Exercise text -
== Segment start ==

June 13, 2008
Bigger, better bottle bill
MANLIUS, N.Y. - On Wednesday the New York State Assembly passed a measure that would update the current redemption law. If the Senate approves it, water bottles and other non-redeemables would be worth a nickel. One local redemption center that says if the Senate doesn't pass the bill, they will have to shut down.
Day in and day out, Keith Alexander sifts through bottles and cans, shelling out a nickel for each. And day in and day out, he continues to get non-redeemable plastics.
They go into his recycling bin and are carted off once a week. He gets nothing for them, but he sure would like to. Especially because bottled water is consumed by so many people.
"Now water is outselling beer. Over the last several years it's just been increasing and increasing," said Alexander.
Alexander says he gets two cents per bottle or can from distributors. And he says with increases in minimum wage, workers compensation, medical insurance and energy costs it's tough to make ends meet. Making water bottles just as redeemable as soda bottles would keep him in business.
For customers like Joe Perrone, a new bottle return law that includes water bottles would definitely put more money in his pocket.
"Four kids, we drink a lot of water," said Perrone.

== Segment end ==

Data extracts -

== Segment start ==

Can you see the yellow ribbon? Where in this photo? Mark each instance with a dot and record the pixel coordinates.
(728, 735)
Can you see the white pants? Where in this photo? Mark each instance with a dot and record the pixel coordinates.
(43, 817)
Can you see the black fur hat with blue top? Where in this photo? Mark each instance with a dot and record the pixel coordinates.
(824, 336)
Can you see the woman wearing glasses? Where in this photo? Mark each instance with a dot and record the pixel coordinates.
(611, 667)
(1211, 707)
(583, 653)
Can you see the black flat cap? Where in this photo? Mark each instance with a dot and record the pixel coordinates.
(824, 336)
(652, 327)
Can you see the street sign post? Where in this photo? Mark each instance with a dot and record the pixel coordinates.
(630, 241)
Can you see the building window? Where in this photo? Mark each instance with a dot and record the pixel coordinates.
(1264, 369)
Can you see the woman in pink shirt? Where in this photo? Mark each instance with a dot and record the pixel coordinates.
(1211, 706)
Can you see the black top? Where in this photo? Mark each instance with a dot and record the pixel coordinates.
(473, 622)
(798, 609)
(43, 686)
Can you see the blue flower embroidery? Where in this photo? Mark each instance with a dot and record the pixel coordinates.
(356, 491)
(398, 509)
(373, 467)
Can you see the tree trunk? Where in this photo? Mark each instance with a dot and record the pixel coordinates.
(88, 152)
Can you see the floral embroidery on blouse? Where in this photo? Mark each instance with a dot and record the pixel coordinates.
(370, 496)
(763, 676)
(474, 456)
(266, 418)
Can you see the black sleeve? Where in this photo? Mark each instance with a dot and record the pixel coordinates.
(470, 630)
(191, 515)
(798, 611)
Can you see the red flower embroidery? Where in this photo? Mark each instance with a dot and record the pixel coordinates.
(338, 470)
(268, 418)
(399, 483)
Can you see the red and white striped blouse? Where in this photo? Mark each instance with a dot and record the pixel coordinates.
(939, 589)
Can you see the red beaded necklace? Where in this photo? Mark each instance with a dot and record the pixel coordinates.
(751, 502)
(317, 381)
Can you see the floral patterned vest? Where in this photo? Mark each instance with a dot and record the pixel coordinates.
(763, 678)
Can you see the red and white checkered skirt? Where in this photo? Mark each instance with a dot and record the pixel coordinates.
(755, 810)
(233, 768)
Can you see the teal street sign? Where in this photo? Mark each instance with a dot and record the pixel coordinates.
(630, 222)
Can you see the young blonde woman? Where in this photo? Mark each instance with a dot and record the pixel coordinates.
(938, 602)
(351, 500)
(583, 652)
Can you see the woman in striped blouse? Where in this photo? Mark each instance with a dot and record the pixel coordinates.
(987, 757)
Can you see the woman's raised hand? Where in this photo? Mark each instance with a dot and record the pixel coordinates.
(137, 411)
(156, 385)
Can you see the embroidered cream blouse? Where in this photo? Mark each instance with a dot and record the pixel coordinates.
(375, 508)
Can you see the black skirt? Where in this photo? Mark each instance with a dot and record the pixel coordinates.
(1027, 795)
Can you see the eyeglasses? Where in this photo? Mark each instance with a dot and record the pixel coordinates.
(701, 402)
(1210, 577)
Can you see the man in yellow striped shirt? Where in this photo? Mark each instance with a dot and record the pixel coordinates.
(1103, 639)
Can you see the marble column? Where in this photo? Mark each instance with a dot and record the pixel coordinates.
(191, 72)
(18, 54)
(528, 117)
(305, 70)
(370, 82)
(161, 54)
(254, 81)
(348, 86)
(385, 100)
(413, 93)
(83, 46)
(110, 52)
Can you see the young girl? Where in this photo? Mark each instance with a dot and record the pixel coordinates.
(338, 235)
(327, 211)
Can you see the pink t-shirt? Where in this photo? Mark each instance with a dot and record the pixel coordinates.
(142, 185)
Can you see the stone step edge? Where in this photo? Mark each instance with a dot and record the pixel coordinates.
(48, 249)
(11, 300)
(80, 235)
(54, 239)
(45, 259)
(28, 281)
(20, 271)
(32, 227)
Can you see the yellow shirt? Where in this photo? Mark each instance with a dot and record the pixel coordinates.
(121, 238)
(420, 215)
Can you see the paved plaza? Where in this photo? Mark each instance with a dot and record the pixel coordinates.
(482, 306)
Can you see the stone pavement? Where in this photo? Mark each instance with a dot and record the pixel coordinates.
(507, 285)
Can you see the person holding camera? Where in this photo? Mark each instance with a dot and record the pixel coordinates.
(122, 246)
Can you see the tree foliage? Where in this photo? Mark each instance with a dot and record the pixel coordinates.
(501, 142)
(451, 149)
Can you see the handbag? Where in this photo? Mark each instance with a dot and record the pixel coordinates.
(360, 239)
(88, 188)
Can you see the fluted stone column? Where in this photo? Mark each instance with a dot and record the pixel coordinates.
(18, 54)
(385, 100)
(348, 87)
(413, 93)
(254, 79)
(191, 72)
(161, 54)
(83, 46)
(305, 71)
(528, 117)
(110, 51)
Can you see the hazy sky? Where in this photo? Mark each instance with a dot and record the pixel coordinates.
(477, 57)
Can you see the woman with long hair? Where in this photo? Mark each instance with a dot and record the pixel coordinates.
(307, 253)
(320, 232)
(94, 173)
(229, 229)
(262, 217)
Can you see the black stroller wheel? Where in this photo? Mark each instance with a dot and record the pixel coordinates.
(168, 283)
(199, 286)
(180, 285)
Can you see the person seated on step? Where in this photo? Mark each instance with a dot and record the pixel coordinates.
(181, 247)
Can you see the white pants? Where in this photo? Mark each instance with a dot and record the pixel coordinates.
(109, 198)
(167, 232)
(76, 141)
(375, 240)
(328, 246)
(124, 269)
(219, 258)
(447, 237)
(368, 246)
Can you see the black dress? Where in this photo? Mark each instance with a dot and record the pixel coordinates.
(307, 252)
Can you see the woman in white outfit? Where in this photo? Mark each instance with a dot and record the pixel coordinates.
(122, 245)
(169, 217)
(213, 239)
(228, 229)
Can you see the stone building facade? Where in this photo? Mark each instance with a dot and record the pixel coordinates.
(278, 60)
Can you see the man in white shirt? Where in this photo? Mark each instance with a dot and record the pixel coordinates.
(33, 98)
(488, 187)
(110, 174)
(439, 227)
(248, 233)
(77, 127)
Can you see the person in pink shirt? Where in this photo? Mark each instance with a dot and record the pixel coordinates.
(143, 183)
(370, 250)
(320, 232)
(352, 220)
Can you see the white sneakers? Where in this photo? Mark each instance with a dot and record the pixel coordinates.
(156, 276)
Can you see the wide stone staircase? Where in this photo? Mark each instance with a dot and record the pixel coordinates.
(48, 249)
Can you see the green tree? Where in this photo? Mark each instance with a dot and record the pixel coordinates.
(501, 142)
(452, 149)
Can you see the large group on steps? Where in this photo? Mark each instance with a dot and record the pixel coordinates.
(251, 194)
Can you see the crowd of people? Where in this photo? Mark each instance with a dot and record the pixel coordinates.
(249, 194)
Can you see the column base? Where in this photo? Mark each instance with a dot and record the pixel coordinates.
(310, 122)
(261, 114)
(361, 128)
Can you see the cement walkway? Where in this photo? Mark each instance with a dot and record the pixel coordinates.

== Segment end ==
== Segment start ==

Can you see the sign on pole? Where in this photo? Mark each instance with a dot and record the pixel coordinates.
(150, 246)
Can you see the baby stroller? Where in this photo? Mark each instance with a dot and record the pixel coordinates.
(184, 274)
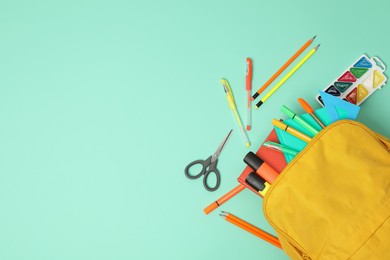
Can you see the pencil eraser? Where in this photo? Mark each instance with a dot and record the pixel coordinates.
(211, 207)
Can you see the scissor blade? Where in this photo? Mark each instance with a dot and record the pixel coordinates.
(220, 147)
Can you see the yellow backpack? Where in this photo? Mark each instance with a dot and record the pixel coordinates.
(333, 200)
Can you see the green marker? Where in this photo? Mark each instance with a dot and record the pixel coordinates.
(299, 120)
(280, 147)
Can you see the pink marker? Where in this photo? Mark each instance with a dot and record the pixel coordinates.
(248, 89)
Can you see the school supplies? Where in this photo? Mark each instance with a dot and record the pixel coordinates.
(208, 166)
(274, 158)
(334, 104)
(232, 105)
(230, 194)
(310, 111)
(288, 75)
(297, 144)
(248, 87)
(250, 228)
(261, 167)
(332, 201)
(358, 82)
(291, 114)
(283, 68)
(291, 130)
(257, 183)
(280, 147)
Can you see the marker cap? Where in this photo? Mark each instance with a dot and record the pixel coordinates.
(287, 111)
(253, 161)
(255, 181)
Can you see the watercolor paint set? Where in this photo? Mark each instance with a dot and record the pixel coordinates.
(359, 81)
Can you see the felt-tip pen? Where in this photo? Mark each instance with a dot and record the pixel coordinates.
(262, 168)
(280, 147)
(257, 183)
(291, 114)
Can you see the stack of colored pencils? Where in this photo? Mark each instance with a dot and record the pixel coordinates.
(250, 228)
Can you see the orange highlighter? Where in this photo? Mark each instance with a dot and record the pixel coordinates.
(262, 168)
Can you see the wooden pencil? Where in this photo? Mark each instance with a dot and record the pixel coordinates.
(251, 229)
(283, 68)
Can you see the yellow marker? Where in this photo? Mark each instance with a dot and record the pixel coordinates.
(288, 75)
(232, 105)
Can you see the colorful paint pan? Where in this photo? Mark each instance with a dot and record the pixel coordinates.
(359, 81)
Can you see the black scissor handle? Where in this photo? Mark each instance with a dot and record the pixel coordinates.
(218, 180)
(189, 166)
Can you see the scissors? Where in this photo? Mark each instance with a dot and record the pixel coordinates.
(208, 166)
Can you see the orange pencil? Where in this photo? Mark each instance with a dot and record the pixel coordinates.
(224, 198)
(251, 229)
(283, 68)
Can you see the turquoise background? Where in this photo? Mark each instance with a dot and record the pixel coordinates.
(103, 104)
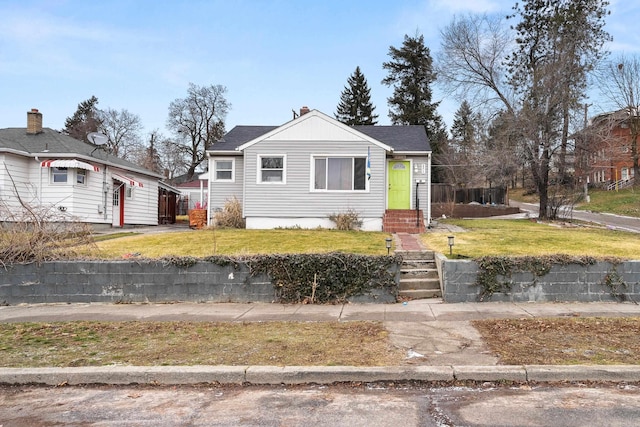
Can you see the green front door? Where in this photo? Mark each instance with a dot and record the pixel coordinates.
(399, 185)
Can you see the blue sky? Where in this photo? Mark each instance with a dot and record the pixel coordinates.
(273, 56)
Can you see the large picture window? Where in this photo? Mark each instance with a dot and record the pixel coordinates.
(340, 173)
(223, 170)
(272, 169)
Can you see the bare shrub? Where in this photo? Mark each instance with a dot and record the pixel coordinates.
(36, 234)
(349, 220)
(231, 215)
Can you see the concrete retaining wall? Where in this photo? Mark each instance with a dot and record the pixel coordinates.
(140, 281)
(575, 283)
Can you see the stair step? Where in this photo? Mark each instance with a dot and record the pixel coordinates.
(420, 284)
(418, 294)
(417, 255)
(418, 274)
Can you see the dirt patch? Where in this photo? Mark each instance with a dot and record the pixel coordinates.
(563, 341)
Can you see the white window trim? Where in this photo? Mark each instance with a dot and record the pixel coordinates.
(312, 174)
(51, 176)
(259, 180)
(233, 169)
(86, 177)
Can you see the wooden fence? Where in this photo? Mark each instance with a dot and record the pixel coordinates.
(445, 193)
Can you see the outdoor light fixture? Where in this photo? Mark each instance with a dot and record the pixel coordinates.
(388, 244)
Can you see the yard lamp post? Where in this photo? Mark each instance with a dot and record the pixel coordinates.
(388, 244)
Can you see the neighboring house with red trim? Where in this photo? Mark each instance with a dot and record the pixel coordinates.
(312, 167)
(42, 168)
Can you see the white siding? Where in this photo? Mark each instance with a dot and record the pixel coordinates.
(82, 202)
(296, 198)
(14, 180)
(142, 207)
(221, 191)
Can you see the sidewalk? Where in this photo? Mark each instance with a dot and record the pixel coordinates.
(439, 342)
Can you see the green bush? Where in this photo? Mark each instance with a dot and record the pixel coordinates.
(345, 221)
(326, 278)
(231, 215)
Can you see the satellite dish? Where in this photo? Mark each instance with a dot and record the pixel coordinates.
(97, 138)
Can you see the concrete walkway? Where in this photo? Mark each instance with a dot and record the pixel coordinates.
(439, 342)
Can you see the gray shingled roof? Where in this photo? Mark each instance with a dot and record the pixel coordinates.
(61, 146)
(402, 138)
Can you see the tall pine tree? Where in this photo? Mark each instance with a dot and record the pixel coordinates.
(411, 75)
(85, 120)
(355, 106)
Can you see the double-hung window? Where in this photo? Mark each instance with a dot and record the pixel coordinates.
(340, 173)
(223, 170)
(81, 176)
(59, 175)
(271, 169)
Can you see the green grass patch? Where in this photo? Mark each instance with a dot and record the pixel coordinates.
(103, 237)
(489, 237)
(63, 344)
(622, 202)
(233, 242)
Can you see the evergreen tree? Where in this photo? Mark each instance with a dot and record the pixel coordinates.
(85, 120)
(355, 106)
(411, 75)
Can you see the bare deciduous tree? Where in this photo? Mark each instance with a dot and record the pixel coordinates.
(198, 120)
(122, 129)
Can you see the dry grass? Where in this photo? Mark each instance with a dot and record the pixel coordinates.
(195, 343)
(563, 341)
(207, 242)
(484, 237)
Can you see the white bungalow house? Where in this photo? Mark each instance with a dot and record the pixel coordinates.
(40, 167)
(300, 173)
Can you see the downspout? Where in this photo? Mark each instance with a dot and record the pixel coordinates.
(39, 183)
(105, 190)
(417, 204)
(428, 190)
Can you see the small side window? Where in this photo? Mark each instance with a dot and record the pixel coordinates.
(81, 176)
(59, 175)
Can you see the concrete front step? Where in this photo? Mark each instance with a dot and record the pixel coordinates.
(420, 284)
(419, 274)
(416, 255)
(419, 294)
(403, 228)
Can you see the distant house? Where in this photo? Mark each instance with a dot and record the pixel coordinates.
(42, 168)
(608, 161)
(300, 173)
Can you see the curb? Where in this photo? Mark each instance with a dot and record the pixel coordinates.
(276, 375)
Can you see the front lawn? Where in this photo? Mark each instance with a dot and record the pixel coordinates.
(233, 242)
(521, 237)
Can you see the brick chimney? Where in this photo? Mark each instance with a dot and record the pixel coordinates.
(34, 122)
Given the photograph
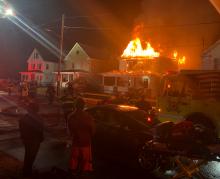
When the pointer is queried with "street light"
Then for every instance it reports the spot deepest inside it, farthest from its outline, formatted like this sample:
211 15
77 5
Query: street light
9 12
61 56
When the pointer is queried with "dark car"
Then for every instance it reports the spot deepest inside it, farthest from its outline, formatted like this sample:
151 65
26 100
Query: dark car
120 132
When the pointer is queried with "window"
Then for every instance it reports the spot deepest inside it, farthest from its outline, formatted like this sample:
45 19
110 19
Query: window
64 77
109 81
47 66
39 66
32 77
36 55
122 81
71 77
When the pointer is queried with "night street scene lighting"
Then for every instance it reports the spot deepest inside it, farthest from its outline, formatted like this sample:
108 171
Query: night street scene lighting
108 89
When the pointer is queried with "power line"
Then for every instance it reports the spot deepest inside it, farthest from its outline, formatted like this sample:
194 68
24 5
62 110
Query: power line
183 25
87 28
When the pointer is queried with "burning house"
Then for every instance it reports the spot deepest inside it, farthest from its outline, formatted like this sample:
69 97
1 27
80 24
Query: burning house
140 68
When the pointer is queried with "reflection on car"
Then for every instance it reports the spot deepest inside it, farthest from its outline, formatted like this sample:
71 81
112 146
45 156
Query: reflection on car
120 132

== Segment end ==

Your tasks -
**1)** Which rising costs does Keith Alexander list in the bottle bill article as making it tough to make ends meet?
**2)** Carry on the bottle bill article from its last sentence.

List of answers -
**1)** Minimum wage, workers compensation, medical insurance, and energy costs.

**2)**
The same holds true for Dan Cerio. He brought a few bags in but he'll walk back out with this one filled with non-redeemables.
"I just figured they were plastic and I could bring them here," said Cerio.
Alexander said it's not brain surgery and as far as he's concerned, the only difference between a redeemable bottle and a non- redeemable bottle is the outdated handling fee.
"We are on the verge of closing. Every week it's a rush to the bank with a check because we have to have money to buy cans. And that's basically what we do. We buy cans and package them up and resell them back to the distributor," Alexander said.
Alexander is asking people to contact their local senator or Senator Joseph Bruno himself, before they break for the summer.
The new law would also turn over unclaimed deposits, which are currently kept by distributors and bottlers, to the state's Environmental Protection Fund.